WHAT YOU WILL DO = Reproduce every record precisely, leaving no line out.
+---+
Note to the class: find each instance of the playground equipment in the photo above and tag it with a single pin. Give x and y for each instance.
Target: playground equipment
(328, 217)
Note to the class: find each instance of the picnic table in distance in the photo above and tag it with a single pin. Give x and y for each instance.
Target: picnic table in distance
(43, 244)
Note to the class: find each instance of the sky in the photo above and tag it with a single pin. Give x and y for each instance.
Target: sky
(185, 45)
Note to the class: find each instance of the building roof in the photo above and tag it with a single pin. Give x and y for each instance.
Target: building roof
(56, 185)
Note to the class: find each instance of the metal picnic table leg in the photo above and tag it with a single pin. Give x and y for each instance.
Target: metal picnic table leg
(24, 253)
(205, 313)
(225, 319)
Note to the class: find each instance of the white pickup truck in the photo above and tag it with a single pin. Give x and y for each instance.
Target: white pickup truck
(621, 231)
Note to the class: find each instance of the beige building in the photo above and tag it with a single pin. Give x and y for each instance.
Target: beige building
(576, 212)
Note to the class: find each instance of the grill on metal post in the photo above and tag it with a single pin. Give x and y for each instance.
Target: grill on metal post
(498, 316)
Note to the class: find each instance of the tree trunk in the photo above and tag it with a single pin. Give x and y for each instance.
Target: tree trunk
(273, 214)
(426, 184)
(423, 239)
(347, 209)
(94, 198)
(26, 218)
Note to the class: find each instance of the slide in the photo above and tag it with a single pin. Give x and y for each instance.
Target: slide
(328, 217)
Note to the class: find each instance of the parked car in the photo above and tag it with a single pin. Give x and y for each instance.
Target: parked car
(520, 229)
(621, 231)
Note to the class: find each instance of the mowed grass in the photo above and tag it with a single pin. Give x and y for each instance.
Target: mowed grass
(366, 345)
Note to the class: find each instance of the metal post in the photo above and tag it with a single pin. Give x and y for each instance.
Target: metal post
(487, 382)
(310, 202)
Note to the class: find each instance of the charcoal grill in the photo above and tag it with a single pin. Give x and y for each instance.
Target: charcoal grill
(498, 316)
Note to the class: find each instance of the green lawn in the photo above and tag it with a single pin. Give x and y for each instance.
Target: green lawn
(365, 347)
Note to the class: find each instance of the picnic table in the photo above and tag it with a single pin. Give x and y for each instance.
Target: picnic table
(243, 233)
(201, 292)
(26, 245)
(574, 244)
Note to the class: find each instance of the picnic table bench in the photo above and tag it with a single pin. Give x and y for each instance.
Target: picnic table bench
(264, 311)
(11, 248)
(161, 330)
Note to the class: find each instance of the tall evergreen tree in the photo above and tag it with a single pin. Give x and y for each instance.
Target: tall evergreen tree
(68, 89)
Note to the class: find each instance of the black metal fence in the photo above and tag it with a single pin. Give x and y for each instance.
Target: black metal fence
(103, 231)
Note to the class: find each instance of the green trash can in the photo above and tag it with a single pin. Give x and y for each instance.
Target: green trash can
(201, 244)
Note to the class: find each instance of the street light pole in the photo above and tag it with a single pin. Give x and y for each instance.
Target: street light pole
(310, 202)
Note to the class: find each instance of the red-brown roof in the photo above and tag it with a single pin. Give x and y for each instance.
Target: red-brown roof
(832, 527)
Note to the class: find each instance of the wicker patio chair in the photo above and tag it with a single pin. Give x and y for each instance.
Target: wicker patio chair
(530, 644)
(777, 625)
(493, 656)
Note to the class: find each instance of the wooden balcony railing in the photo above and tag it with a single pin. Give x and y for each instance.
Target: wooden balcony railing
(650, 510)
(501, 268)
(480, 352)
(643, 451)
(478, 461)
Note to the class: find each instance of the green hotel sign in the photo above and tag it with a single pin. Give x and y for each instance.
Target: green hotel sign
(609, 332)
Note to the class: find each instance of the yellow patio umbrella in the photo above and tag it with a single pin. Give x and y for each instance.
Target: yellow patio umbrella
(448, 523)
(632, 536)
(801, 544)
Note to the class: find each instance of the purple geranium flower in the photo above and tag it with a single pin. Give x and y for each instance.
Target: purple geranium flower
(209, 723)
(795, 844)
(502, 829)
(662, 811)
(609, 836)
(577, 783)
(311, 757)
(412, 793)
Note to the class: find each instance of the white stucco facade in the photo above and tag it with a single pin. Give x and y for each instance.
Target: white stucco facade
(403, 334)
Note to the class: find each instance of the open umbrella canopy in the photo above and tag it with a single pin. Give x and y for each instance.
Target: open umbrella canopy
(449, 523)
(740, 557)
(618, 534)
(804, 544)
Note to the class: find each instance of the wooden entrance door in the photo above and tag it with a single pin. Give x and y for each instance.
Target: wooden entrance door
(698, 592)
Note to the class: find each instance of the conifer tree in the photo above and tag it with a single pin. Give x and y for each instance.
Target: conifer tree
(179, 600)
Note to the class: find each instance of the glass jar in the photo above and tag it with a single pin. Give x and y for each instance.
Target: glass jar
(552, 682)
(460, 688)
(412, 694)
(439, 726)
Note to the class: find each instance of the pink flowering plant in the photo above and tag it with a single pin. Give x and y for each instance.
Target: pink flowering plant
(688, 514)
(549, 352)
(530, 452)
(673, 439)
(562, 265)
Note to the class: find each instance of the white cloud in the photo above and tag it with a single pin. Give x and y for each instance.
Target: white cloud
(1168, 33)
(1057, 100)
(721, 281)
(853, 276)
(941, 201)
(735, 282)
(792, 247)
+---+
SOLUTION =
Note to the class: find each instance of the playground equipment in the photo above and tag it with a single pin. Give x and y for each instance.
Target: playground equipment
(328, 217)
Note to the class: find each instance of the picnic table in distance in the photo above and tag it with a single pin. Give x and y for each instance.
Target: picnic table in distance
(43, 244)
Note to the class: find each instance of the sky in the photo above and tag it with a single pin. Give x and y for each instance.
Target: sky
(185, 45)
Note to the class: find each instance of the building roof in the photo above and tag it with a single pin. Give x and y for each instance.
Target: building roof
(56, 185)
Note to the class: find each instance of the metal picnic table leg in the photo above and tag it with a single pin. Give x and y for each instance.
Target: metal picnic table leg
(24, 253)
(205, 313)
(225, 319)
Note to the class: find each instance of the white pickup truck in the photo above and tag it with a single pin. Give x and y for each instance.
Target: white pickup truck
(621, 231)
Note to the class: find each instance of the beige building in the photo above and tag it with a single pin. Give x and y for each instance.
Target: beige building
(576, 212)
Note to the class: find each instance of the grill on metal post in the photo above and tag it with a single pin. Give x and y for each instance.
Target: grill on metal post
(498, 316)
Note to the class: find each instance of the tree trunk in the photo above and tag it with a single pin. Give x and y for each instance.
Target: tree trunk
(273, 214)
(426, 184)
(423, 239)
(347, 209)
(94, 198)
(26, 218)
Note to the class: find each instance of the slide in the photo above and tag it with a single pin. Give x and y for each instance.
Target: slide
(328, 217)
Note to the class: find each instance of the parked car in the photo above and tag it with a single pin. Give x and y for each instance.
Target: parked car
(520, 229)
(621, 231)
Note to the class: find each instance of the mowed grass in the photo above and tag it with a single pin. Give x and y for each instance.
Target: mowed grass
(366, 345)
Note to the class: find each instance of the metal post in the photo above and tag it with a single pin. Give x and y for each instance.
Target: metal post
(487, 382)
(310, 202)
Note to the class: find each instance of the charcoal grill in the photo above and tag it with a single pin. Give x and y for each instance.
Target: charcoal grill
(498, 316)
Note to the class: find each instance of the green lawn in the photo above and tag it with a single pin. Give x and y for each instance.
Target: green lawn
(365, 347)
Note to the class: find each instance of the picnic table in the photo above and tag it with a single pin. Give x and y for each instance.
Target: picnic table
(243, 233)
(201, 292)
(26, 245)
(574, 244)
Note to the class: find each instance of the picnic table bench in the photo above and tag it with a single pin. Give x and y for each instance.
Target: picnic table bench
(264, 311)
(11, 248)
(161, 330)
Note to the class: find each instance of the tall evergreen tree in the photo above and tag it with a single pin. Give x and y for each instance.
Target: tall evergreen tree
(68, 89)
Note to the class: find each instance of the black metal fence in the photo above and tag it with a single pin. Give x and y for each instance.
Target: black metal fence
(103, 231)
Note to the class: find each instance of the green trash can in the photo above and tag it with a single pin. Give x and y for each instance.
Target: green trash can
(201, 244)
Note to the class: find each instance of the street light pole in the photo above and tag it with a single pin. Give x and y for each instance.
Target: street light pole
(310, 202)
Note to the class: find each instance of the red-brown roof in the photo above and tag it with a single pin. Give x and y for each instance.
Target: red-brown roof
(832, 527)
Note to the class: find each instance of the wicker patio chair in the photo above and tag it with a single pin. Give x and y for each instance.
Target: wicker patio chair
(530, 644)
(777, 625)
(493, 656)
Note to the class: find each instance of the wooden balcony railing in the photo above and tag it with a single pin. Give x and y for each instance.
Target: wooden balcony railing
(650, 510)
(501, 268)
(480, 352)
(643, 451)
(478, 461)
Note to the class: find each instance of the green hotel sign in the photo above and tag it with a single pin. Give x and y for each instance.
Target: green hotel sign
(609, 332)
Note to the class: find each instance of the yellow patio umbrella in the photo above and tag it with a single pin. Give x and y for each instance.
Target: yellow patio umbrella
(448, 523)
(632, 536)
(801, 544)
Note to the class: find each instance of the purple geranium flower in the photo above and tag it with a single pin. Give x and y for each instance.
Target: purple geranium flower
(209, 723)
(795, 844)
(502, 829)
(662, 811)
(609, 836)
(577, 783)
(311, 757)
(412, 793)
Note to the class: find each instance of the white stucco facade in the photo above and tag it with a single pin. Give x and y for each instance.
Target: white stucco facade
(403, 334)
Note to the class: find each instance of the open umbrella canopy in the photo above and tag it with a single pin. Give x and y for each instance.
Target: open umbrella canopy
(449, 523)
(740, 557)
(618, 534)
(804, 544)
Note to the class: find each instance of the wooden entrance door in the photo above and tag it with a single pin. Give x and y for each instance.
Target: wooden entrance door
(698, 592)
Note to the class: find each instance of the conifer tree in the photo above and tag it with a single pin. Give x and y for each instance.
Target: conifer tree
(179, 600)
Note to the class: find each instance of the glass jar in the photo above and tag it with a single pin. Give x and y for each instance.
Target: glass jar
(552, 682)
(460, 688)
(412, 694)
(439, 726)
Note to the class: find each instance of the pink flowering plant in the photo above and tag it with a single pin. Give x and y for each instance.
Target: pink flowering plant
(688, 514)
(549, 352)
(530, 452)
(673, 439)
(562, 265)
Note to the class: find each instance of the white cloud in the photo above and tag it with a single pin. Give x and y for each instance.
Target: white cloud
(1168, 33)
(1057, 100)
(721, 281)
(853, 276)
(941, 201)
(735, 282)
(792, 247)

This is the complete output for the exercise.